* [What this task involves]:
Which lines in the listing below contain the string "every", matching case exactly? Copy each of those lines.

* [Data to use]:
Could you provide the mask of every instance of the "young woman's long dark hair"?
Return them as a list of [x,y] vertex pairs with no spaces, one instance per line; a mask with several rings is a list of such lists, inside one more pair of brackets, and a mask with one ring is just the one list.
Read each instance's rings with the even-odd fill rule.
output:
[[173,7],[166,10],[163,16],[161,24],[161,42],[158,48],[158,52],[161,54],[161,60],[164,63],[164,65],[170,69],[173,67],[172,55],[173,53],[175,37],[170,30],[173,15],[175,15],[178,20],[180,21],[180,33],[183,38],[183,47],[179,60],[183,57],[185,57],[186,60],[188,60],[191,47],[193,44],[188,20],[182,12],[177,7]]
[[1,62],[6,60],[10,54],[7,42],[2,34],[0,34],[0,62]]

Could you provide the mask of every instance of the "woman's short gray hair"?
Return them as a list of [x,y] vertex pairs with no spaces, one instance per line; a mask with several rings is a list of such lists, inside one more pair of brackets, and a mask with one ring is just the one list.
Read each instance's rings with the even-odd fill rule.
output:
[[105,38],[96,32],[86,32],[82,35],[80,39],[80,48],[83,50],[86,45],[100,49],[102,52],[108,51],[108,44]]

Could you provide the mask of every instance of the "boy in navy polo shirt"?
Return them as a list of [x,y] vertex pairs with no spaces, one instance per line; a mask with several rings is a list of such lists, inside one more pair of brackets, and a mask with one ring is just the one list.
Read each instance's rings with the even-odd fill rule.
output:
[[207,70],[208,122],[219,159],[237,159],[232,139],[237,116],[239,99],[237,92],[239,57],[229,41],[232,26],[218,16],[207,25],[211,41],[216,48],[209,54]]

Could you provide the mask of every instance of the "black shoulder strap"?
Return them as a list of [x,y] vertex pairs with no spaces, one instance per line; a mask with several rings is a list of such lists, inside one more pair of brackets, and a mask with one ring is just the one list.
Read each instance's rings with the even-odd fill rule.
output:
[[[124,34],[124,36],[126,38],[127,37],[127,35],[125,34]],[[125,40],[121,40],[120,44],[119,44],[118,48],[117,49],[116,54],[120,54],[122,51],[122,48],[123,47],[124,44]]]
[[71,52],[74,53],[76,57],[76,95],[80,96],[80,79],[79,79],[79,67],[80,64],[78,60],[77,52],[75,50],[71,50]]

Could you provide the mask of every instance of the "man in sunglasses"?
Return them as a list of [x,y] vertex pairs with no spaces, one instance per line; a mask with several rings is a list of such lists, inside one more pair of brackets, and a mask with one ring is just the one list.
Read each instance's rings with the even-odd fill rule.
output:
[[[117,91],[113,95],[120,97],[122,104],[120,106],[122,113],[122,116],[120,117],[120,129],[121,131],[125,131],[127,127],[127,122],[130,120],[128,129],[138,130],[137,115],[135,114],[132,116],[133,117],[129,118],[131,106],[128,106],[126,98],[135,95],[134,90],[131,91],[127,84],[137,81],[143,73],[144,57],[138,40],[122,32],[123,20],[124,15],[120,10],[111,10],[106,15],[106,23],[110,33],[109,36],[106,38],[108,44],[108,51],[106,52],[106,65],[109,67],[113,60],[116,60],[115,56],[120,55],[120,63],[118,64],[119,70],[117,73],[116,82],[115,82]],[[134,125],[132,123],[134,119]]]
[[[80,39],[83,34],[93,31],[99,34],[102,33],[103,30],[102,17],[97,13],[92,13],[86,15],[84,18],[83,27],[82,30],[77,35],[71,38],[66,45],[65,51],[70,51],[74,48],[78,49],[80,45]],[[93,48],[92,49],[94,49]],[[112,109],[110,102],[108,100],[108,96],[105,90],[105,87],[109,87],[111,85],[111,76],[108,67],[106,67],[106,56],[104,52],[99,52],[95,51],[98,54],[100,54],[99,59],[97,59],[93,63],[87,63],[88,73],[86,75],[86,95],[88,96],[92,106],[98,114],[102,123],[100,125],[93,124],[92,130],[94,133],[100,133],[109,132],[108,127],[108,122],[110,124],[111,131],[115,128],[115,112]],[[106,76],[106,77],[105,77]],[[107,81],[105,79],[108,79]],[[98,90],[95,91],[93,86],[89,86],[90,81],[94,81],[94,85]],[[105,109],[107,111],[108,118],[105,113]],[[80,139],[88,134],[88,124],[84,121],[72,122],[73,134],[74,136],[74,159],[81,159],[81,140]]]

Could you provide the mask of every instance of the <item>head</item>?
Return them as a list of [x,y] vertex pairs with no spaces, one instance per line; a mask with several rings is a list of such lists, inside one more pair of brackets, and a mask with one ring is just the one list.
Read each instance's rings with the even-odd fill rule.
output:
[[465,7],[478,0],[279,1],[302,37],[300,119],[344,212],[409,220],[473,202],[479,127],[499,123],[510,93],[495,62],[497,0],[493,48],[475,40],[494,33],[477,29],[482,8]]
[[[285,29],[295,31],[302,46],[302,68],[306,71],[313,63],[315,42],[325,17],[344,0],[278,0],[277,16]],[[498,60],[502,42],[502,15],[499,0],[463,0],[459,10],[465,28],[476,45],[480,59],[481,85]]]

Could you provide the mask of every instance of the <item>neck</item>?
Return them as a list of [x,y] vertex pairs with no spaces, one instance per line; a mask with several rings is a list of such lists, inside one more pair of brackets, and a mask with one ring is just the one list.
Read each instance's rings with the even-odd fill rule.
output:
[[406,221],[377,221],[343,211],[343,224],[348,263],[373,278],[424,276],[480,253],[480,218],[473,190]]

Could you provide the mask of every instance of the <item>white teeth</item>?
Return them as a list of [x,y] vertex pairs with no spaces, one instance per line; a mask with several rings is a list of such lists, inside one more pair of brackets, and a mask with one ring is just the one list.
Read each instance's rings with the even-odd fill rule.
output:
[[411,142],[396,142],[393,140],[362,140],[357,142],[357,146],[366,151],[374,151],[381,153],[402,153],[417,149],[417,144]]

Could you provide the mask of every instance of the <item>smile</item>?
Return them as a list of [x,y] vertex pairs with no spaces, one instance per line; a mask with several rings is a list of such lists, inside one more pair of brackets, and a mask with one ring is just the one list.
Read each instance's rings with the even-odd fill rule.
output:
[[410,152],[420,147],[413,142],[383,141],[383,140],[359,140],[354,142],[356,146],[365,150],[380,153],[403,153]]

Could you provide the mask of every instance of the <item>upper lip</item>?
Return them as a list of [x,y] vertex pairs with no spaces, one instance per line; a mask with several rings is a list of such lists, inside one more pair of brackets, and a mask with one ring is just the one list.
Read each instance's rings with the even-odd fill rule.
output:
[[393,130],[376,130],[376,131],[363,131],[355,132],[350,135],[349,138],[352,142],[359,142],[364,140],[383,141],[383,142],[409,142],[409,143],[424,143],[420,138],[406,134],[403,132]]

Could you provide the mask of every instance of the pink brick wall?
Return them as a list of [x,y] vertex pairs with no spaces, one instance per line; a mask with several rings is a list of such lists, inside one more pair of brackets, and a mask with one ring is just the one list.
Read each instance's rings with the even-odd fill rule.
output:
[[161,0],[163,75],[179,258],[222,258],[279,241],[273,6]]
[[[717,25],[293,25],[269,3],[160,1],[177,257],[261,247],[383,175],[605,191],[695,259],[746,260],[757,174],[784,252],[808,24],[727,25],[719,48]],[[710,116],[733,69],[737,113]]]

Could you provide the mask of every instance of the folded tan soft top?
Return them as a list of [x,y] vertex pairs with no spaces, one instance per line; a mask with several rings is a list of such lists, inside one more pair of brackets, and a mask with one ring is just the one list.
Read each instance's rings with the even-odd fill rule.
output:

* [Answer to the exercise]:
Could you provide the mask of every instance of the "young woman's long dark hair"?
Could you provide the mask of every instance of the "woman's short gray hair"?
Could you provide the mask of every instance of the "boy in navy polo shirt"?
Could you provide the mask of every instance of the "black shoulder strap"?
Could you provide the mask of every instance of the "man in sunglasses"?
Could you provide the mask of every instance of the <item>head</item>?
Could you provide the mask of every instance of the <item>neck</item>?
Could you provide the mask of every instance of the <item>white teeth</item>?
Could you provide the mask of every instance of the <item>smile</item>?
Could you provide the mask of every instance of the <item>upper lip</item>?
Could you provide the mask of every instance of the pink brick wall?
Could you provide the mask of every instance of the folded tan soft top?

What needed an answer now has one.